Cette structure en cellule est un comportement moyen de l'atmosphère, qui varie avec les saisons et surtout avec les conditions météorologiques locales, dépendant de nombreaux phénomènes transitoires et chaotiques. Par exemple le centre de la cellule a tendance à se déplacer de part et d'autre de l'équateur lorsque le point subsolaire varie en latitude selon la période de l'année. De plus, il n'existe pas non plus de courant ascendant ou descendant continu et clairement mesurable dans les branches des cellules pour un observateur momentané en un endroit donné. Il s'agit là d'un comportement moyen qui peut être dominé par des effets locaux ou temporaires (cycle jour/nuit, topographie, perturbation météorologique, etc ...). La manifestation la plus tangible de ces cellules à tout un chacun demeure néanmoins la présence de courants jets.

▸ **À compléter**:
1/ D'après le texte sur les cellules atmosphériques, quelle est la manifestation la plus tangible de ces cellules pour tout un chacun ?
2/ Résumez en deux phrases le texte sur les cellules atmosphériques.
3/ Poursuivez le texte sur les cellules atmosphériques après sa dernière phrase.

▸ **Informations affichées**:
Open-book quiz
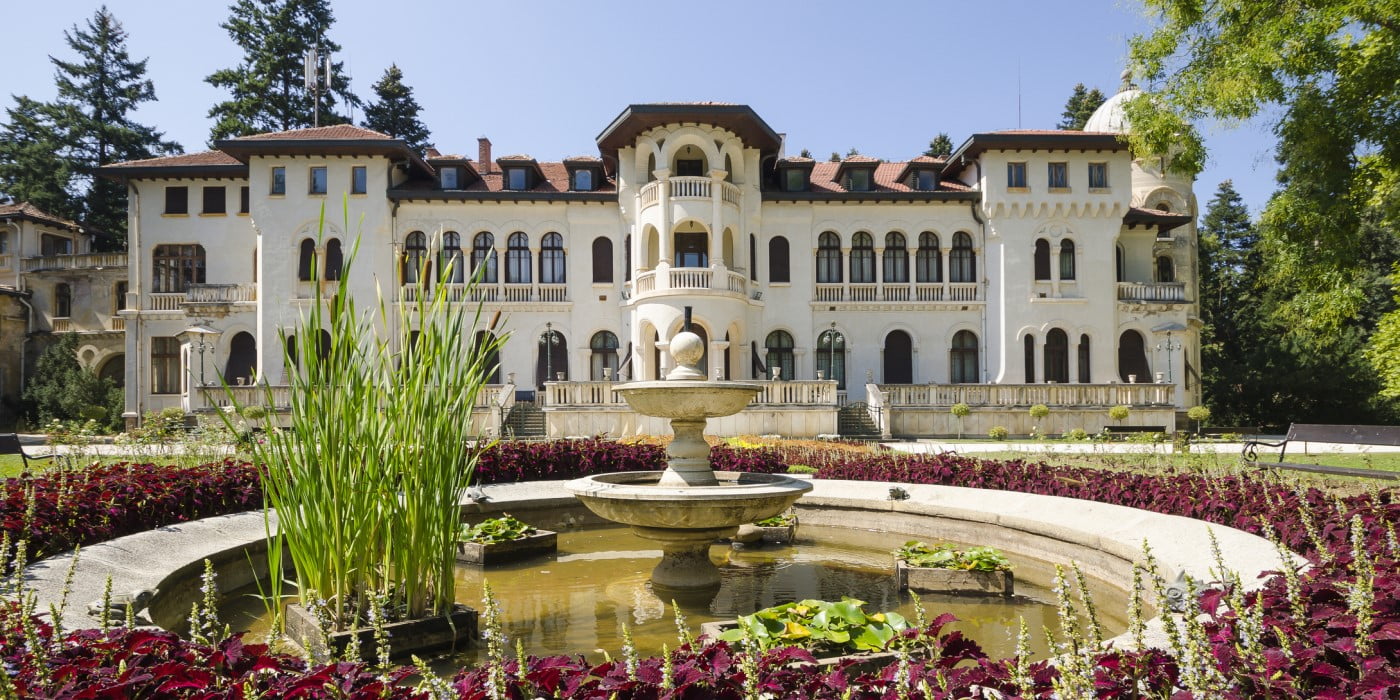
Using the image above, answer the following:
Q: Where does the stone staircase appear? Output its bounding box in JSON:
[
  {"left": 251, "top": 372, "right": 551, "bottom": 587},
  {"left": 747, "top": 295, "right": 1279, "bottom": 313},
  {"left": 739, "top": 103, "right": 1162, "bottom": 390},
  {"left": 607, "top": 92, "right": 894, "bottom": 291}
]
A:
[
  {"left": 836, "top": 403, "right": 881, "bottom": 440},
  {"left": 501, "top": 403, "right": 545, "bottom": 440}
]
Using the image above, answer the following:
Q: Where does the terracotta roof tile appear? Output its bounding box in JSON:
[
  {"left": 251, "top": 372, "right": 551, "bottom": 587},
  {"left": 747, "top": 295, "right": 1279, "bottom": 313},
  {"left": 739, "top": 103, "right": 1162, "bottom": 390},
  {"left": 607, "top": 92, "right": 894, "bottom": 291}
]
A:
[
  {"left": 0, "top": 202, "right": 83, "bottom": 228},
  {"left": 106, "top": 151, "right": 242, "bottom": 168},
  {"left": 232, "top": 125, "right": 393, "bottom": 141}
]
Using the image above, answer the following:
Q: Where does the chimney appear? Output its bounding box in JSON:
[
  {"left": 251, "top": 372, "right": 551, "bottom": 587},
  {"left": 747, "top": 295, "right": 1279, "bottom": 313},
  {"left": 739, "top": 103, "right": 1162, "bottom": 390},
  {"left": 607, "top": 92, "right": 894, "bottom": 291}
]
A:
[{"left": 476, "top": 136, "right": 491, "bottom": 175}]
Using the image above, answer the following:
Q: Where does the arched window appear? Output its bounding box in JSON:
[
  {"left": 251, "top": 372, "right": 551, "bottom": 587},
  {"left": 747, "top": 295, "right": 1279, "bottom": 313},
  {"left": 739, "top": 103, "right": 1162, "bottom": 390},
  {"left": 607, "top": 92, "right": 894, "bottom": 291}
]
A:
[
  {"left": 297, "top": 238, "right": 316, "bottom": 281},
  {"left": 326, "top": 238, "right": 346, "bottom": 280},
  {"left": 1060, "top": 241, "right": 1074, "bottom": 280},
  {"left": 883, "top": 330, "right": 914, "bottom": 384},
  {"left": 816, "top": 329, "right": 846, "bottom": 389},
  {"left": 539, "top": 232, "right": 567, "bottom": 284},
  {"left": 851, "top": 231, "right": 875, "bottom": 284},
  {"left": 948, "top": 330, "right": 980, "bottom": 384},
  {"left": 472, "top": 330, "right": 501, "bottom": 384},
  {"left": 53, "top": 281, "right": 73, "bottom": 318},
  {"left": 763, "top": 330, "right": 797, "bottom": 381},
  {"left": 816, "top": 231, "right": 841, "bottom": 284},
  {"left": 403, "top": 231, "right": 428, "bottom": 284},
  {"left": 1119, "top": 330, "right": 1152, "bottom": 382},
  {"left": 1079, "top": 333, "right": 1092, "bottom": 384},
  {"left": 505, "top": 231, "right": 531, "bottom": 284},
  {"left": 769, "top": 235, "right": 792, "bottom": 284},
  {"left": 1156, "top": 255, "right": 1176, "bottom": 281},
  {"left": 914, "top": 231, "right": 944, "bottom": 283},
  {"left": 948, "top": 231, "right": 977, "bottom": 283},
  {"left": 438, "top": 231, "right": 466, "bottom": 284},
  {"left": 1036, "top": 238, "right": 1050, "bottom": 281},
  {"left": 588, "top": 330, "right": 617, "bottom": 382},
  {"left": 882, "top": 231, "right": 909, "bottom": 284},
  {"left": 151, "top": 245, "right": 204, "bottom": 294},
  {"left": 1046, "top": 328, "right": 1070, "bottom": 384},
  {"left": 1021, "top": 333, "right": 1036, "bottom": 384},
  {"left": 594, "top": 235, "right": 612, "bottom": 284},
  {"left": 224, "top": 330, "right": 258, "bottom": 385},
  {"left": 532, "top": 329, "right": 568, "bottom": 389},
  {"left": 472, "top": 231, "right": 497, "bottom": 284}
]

▸ **Réponses rédigées**:
1/ La présence de courants jets.

2/ La structure en cellule est un comportement moyen de l'atmosphère qui varie avec les saisons et les conditions météorologiques locales, son centre tendant à se déplacer de part et d'autre de l'équateur selon la latitude du point subsolaire. Un observateur momentané ne mesure pas de courant ascendant ou descendant continu, car ce comportement moyen peut être dominé par des effets locaux ou temporaires, mais la présence de courants jets reste la manifestation la plus tangible de ces cellules.

3/
Mars

Tout comme la Terre, Mars possède également une cellule de Hadley. Du fait de l'atmosphère plus ténue de Mars (la pression au sol y est de seulement 6 mbar en moyenne, par rapport à 1000 mbar sur la Terre), les gradients de pression relatifs des pôles à l'équateur sont plus grands et la cellule de Hadley y est plus étendue. Pendant l'équinoxe on trouve deux cellules de Hadley centrées sur l'équateur comme sur Terre, mais durant le solstice, on ne trouve plus qu'un seule grande cellule de Hadley des moyennes latitudes de l'hémisphère d'été vers les moyennes latitudes de l'hémisphére d'hiver. Il faut noter que la différence notable de position de l’ascendance au moment du solstice entre la Terre et Mars vient de la faible inertie de la surface martienne (contrairement aux océans terrestres), qui fait que le maximum de température se déplace complètement dans l’hémisphère d’été alors qu’il reste dans les tropiques sur Terre.


Planètes à rotation lente

Vénus

L'atmosphère de Vénus est caractérisée par une dynamique complexe: une super-rotation rétrograde domine dans la troposphère/basse mésosphère, tandis qu'une circulation solaire-antisolaire peut être observée dans la thermosphère. La super-rotation s'étend depuis la surface jusqu'au sommet des nuages avec des vents de seulement quelques mètres par seconde près de la surface et atteignant une valeur maximale de 100 \textrm{ms}^{-1} au sommet des nuages (70 km), ce qui correspond à un periode de rotation de 4 jours terrestres. Les processus responsables du maintien de la super-rotation zonale dans la basse atmosphère et sa transition vers la circulation solaire-antisolaire dans la haute atmosphère sont encore méconnus.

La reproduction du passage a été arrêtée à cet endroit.